• WHAT NEEDS TO BE DONE: Rewrite everything from the beginning of the data down to and including the line that contains "30], [67, 25]]" as a numbered list, with any blank lines omitted.

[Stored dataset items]
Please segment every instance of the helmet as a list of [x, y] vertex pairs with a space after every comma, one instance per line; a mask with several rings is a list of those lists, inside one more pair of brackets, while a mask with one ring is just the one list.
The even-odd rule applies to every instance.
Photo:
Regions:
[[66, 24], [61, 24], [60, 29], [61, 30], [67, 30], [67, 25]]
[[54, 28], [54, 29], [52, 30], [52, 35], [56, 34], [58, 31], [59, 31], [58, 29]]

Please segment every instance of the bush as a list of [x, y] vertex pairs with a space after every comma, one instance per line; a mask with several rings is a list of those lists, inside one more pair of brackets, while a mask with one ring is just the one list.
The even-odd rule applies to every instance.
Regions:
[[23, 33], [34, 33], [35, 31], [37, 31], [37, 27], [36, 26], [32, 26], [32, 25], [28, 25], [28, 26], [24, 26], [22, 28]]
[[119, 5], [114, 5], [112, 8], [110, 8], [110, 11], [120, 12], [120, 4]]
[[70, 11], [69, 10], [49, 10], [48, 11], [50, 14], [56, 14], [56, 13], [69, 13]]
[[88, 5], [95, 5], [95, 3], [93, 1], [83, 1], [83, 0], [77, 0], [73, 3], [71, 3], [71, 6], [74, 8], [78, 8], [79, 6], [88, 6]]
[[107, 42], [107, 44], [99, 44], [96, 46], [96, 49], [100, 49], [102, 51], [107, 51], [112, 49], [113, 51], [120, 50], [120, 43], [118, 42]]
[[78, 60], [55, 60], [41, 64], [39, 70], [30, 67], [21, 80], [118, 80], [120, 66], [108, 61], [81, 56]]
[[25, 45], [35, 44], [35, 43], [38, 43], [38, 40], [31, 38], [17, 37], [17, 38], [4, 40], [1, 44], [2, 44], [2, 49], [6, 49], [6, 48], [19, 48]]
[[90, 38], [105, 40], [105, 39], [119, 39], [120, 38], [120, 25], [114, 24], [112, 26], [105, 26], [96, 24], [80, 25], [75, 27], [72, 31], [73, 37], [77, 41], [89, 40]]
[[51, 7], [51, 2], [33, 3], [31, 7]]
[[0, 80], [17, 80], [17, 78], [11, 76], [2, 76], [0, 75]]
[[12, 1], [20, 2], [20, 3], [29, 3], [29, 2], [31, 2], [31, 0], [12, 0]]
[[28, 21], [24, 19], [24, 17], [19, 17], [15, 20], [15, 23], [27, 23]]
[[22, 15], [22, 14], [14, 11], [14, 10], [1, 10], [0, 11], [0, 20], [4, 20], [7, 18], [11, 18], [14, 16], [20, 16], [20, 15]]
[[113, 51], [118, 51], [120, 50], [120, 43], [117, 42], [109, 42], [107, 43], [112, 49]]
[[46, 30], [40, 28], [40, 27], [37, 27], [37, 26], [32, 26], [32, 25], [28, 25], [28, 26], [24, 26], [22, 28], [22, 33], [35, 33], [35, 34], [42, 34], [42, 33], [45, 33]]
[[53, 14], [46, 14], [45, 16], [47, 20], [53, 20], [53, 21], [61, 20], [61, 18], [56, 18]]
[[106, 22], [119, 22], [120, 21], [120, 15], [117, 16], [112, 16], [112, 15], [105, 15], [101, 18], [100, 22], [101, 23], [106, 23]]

• FINAL ANSWER:
1. Please segment every instance of the helmet as a list of [x, y] vertex pairs with a space after every comma, one instance per line; a mask with several rings is a list of those lists, inside one more pair of brackets, while a mask with one ring is just the one list.
2. The even-odd rule applies to every instance.
3. Photo:
4. Regions:
5. [[66, 24], [61, 24], [60, 29], [61, 30], [67, 30], [67, 25]]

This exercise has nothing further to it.